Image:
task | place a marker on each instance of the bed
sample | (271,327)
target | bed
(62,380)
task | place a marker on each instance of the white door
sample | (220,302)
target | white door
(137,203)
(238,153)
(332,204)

----------------------------------------

Given instruction:
Write out all the entries again line for line, shifting every answer coordinate by adding 80 to both of its numbers. Leave every other line unchanged.

Answer:
Image:
task | place a marker on each instance of the bed
sample | (271,327)
target | bed
(142,460)
task | place a marker on each instance of the white door
sample | (220,302)
target | white door
(217,283)
(318,233)
(412,284)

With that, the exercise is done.